=== Written problem A ===
In the records below, count the lines that contain the word "helmet", treating uppercase and lowercase letters as different. Reply with the number only.

#### Passage provided ####

# sump upgrade!



## eagleANTH (Jun 26, 2009)

Alright folks I came across a free 30g tank today and decided i wanted to make it into a sump tank. I came up with my own DIY setup, i drew it in paint so plz forgive the artwork. Also I noticed after i finished drawing my skimmer i noticed i did not elevate it. However it would be elevated. Let me know what you think. Constructive criticism needed, if you have a better way of setting it up please post your idea/input.


----------



## archer772 (Nov 8, 2008)

My drawing isnt as nice and colorfull as yours but you wont have much room for macro. I make all my sumps the same way and they have all worked fine.










Here is my sump, its a 50 long and its reversed from the drawing.


----------



## eagleANTH (Jun 26, 2009)

thanks archer... your plan looks like its working excellent for you... look at that thriving macro! what kind of beams are you feeding it? i think i will use your plan it looks like alot less work and it looks to achieve the goals i have. i was kind of weary of throwing the skimmer in the overflow side due to sucking granules of sand/chunks of sand into the pump, have you ever had a problem with that? or do you use a foam cover for the inlet side of the pump?


----------



## archer772 (Nov 8, 2008)

I am just useing a clip on light with one of those spiral flouresents in 6.5 k and I dont change it untill it goes out. I dont have any sand in the overflow section with the skimmer so I dont get any sand in the pump at all. I dont like useing foam because I feel it contributes to trates and algea.


----------



## eagleANTH (Jun 26, 2009)

ok awesome.. i was thinkin of not putting sand in either... i was gonna do some rubble and the macro and thats it... i ordered up a 6.5k light and fixture clippy deal like you and i found it for a steal on ebay it was like 8 bucks with free shipping. also for you and anyone else who may have read about me getting a 125 gallon my wife backed out of the deal... she no longer wants a seahorse aquarium... however she is letting me upgrade to a 75g which i bought today off of craigslist. I snapped some pictures which i will post up here soon. Then while I am at it I will take a picture of what remains of the 55g. My buddy is babysitting my fish for me in an old 55 of his while i tear it down... heck i dont even know if ill have the time to post anything of it but i will get the 75 gallon up.


----------

#### Input for this task ####

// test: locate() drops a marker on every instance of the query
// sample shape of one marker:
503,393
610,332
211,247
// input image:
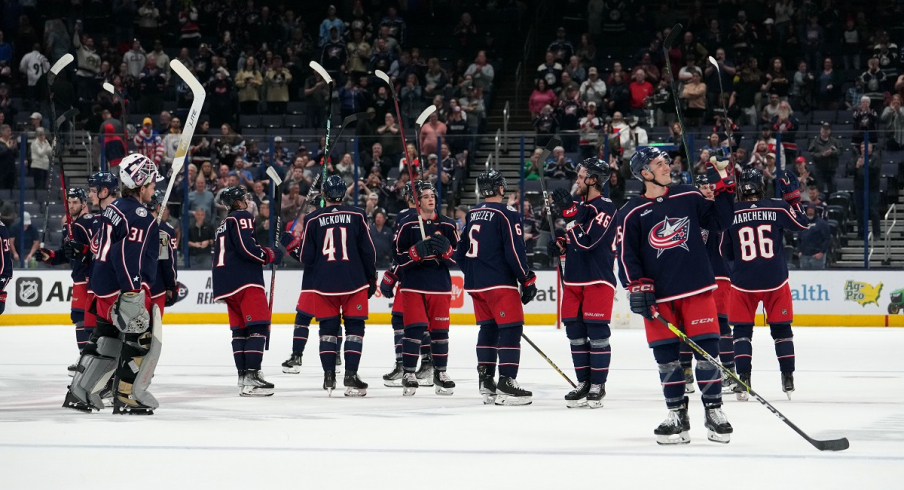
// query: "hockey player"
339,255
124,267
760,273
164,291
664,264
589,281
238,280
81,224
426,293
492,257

####
#### Input for this task ####

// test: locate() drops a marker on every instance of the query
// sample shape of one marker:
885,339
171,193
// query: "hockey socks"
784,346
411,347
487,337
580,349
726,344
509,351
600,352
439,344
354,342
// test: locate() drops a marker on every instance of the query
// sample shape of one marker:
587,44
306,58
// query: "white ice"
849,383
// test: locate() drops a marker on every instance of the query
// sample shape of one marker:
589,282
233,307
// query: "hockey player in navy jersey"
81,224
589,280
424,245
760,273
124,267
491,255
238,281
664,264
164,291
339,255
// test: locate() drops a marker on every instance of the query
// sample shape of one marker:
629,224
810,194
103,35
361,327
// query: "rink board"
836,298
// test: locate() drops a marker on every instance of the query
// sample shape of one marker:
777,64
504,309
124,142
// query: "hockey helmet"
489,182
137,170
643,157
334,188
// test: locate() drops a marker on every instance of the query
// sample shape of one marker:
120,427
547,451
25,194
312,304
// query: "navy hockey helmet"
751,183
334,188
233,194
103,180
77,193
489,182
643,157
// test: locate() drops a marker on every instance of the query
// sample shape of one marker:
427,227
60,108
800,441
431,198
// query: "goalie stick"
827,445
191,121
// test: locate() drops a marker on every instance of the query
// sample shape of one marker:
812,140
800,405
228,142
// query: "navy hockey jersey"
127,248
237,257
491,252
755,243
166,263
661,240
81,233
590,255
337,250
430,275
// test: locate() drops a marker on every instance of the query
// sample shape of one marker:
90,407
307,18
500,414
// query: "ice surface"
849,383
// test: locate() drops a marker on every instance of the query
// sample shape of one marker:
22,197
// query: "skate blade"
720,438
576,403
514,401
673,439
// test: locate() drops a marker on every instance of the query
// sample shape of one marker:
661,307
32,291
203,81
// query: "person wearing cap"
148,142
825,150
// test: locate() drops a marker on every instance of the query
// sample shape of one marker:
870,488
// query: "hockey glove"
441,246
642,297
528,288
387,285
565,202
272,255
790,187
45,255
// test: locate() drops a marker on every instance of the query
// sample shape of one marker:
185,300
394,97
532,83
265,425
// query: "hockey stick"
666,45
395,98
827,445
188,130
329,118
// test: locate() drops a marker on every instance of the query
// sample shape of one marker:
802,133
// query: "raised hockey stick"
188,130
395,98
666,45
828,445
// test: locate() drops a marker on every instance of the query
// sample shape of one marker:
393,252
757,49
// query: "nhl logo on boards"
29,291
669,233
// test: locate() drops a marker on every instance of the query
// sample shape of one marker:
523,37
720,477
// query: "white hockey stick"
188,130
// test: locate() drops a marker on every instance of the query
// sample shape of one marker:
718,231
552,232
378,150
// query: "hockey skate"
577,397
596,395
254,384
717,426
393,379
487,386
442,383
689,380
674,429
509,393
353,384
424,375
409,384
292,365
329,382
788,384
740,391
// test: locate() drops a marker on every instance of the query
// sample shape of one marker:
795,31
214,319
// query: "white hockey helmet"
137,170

####

=== Written problem B ===
List every tank size mentioned in the forum thread about the sump upgrade. Give each size once, in the order it first appears.

=== Worked solution A ===
3

=== Worked solution B ===
30 gallons, 50 long, 125 gallons, 75 gallons, 55 gallons